WHAT THE TASK REQUIRES => When a line in the material contains the word "cheerleader", copy it.

RAW DATA =>

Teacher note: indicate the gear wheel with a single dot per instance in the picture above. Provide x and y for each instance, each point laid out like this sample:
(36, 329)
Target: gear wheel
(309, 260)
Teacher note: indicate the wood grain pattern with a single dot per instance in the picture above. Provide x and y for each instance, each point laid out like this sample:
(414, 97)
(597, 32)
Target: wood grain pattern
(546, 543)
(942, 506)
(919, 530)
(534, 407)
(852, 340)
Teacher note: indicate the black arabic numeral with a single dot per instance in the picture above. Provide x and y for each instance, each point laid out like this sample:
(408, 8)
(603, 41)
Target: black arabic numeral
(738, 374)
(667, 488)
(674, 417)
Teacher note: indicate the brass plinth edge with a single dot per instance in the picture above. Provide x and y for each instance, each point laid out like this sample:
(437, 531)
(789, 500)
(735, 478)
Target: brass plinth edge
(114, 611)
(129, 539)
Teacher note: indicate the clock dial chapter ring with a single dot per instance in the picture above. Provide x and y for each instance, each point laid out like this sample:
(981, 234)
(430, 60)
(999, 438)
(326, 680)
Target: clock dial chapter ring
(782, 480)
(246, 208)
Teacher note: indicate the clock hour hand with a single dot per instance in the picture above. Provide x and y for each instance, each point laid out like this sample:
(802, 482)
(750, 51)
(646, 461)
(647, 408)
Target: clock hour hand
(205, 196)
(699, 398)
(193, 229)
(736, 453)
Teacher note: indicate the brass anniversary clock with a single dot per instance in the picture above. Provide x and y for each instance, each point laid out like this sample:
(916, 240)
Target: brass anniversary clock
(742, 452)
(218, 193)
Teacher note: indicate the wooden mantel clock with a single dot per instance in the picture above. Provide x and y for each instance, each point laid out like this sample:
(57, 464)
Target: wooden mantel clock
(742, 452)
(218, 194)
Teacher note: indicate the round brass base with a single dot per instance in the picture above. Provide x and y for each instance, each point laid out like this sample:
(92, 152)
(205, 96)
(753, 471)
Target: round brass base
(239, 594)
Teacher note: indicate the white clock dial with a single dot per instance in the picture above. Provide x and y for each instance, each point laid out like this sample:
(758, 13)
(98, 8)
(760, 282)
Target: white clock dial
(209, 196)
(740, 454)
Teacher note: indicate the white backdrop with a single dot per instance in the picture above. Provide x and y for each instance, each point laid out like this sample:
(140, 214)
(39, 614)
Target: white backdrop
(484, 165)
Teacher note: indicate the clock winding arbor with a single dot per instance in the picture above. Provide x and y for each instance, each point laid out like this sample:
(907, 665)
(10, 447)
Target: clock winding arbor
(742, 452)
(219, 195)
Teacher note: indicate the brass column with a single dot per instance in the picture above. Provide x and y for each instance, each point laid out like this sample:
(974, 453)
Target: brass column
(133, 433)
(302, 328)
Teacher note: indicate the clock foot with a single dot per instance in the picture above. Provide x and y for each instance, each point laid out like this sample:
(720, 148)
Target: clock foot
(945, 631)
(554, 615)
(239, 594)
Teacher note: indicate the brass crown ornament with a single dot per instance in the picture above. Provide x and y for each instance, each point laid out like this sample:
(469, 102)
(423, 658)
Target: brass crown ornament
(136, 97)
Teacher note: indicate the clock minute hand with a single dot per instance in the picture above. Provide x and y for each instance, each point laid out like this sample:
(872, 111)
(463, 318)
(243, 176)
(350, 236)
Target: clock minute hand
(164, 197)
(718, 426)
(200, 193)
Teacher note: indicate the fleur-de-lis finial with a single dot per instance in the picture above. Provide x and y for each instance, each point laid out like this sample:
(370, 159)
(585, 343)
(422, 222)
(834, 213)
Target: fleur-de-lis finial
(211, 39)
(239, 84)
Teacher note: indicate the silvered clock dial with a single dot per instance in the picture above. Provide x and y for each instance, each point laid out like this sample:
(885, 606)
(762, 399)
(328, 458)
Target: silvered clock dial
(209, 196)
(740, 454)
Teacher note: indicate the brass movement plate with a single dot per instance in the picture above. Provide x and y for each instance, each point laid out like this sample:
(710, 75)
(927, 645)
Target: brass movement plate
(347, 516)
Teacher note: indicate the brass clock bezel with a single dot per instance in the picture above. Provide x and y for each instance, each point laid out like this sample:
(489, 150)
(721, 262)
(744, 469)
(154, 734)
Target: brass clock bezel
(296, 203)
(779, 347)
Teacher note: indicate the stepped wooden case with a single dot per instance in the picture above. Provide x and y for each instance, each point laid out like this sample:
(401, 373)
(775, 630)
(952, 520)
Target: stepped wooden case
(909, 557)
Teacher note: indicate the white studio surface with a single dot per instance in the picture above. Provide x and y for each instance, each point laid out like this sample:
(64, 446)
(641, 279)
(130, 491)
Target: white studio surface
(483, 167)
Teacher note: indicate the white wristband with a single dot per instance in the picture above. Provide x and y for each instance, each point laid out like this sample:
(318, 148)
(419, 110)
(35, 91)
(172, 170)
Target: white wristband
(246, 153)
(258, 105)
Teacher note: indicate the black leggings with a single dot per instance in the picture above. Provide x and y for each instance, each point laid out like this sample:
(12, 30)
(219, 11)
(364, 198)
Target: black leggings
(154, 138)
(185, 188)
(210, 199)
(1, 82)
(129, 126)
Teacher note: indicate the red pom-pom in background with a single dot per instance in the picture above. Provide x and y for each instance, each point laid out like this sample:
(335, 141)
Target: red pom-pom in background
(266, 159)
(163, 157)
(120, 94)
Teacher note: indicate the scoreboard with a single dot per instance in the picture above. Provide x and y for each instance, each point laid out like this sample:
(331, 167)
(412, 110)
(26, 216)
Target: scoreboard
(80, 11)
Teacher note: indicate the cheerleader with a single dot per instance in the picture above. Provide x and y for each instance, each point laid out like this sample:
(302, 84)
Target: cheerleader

YOUR SOLUTION =>
Teacher note: indicate the cheerleader with a single dot per instance in the picture above. Provide x and y for each instance, each point laid out like this sample:
Target: cheerleader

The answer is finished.